PROBLEM STATEMENT: Rewrite the records below, replacing every "point out" with "indicate" and leaving everything else unchanged.

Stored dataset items

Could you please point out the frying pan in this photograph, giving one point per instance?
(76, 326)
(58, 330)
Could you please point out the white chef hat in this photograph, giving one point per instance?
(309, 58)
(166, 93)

FINAL ANSWER:
Could you please indicate the frying pan in this photograph, giving one point per instance?
(76, 326)
(58, 330)
Could you please indicate the white chef hat in this photograph, giving one point per instance?
(309, 58)
(166, 93)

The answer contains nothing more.